(EXTRACTED TEXT)

Presently this is a hot topic, and involved parties are still brainstorming about the possible solutions. There have been attempts to improve the situation, such as the conference “Banks in a changing world” that took place in September with many high-profile financial experts and political leaders participating.
The unwelcoming welcome of Belarusian companies to Latvia
At the moment, we see a real-life example of the absurd situation our financial system finds itself in. In August, reacting to the events in Belarus, the Investment and Development Agency of Latvia (LIAA) offered Belarusian businesses a ‘fast track’ relocation to Latvia. Several tech companies have shown interest in this offer; however, opening a bank account for the relocated Belarusian companies has proved to be an arduous task that could take up to one month.
While all the involved parties can see the irony of this situation, and the FCMC has agreed to revise this regulation, this process could take several months. Meanwhile, all we can do is express support to the Belarusian businesses and wish them the best of luck finding opportunities for relocating to a more forward-thinking country.

(End EXTRACTED TEXT)
(DATASET)

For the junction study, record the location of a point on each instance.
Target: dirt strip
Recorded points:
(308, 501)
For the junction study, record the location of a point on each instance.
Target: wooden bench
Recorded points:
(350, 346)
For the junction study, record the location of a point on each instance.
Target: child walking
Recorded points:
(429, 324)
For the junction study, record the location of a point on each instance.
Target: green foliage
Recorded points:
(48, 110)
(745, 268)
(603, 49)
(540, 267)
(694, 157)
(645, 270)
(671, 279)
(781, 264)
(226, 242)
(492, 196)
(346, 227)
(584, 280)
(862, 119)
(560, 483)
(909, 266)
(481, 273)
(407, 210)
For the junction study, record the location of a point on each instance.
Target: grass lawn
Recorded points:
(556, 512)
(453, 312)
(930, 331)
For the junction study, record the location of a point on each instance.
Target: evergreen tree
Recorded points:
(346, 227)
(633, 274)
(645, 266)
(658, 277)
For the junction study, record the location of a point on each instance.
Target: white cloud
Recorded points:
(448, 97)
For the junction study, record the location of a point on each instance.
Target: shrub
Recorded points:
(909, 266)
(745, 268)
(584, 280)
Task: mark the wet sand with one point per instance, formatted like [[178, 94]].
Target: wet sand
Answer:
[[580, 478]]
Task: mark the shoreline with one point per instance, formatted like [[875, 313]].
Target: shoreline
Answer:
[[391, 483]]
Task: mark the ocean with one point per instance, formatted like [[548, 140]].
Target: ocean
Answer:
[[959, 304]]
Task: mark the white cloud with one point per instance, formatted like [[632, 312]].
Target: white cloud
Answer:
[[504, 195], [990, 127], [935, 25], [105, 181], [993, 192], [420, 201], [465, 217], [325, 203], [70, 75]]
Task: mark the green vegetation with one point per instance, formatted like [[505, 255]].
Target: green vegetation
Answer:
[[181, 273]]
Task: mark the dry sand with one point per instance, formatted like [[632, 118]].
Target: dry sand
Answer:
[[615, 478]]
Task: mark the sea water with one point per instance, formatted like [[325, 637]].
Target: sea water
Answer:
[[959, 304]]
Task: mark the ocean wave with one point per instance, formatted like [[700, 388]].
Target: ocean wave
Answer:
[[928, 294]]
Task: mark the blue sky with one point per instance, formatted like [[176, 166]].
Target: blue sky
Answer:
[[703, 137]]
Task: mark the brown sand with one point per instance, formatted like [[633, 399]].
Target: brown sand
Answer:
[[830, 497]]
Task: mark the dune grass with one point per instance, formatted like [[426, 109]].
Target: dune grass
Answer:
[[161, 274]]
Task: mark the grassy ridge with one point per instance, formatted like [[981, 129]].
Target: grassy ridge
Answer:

(End DATASET)

• THINGS TO DO:
**a)** Copy the passage from the text on Belarusian companies in Latvia, from "While all the" up to and including "more forward-thinking country.".
**b)** Pick up the text on Belarusian companies relocating to Latvia after its final sentence and write what comes next.
The listing was taken from a separate source and has no connection to the text about Belarusian companies relocating to Latvia.

• ANSWERS FOR EACH ITEM:
**a)**
While all the involved parties can see the irony of this situation, and the FCMC has agreed to revise this regulation, this process could take several months. Meanwhile, all we can do is express support to the Belarusian businesses and wish them the best of luck finding opportunities for relocating to a more forward-thinking country.

**b)**
Trend: people choose fintech over banks
One might think that such loopholes could be an opportunity for licensed fintech companies that provide the service of opening bank accounts. But again – it’s not as easy as it sounds.
Unlike Lithuania, where such intermediary bank accounts are opened by the Central bank, in Latvia, this is done by commercial banks that aren’t always forthcoming to companies that they see as potential competitors. There have been promising fintech startups in the Latvian market trying to offer intermediary bank services, but their lifespan has been relatively short.
Presently, none of the P2P lending companies operating in Latvia have bank accounts in the top 3 Latvian banks. At TWINO we’ve also felt the reluctance of banks when it comes to opening accounts for fintech companies.
Ironically, we can see a trend that banks are losing their customers to fintech companies anyway. Not only are individuals and businesses choosing international fintech apps and services to open their bank accounts, but they also increasingly prefer non-bank lending services. Last year, alternative lenders issued 41 trillion in US dollars, while the loans issued by banks amounted to 38 trillion USD.
We can all agree that the financial sector required changes. The government, banks, and organizations that monitor financial operations have done an impressive job of freeing the country of large and systemic money laundering risks. We have turned this ugly page in our history, and now we can focus on other priorities like regaining the trust of investors and innovating the financial sector.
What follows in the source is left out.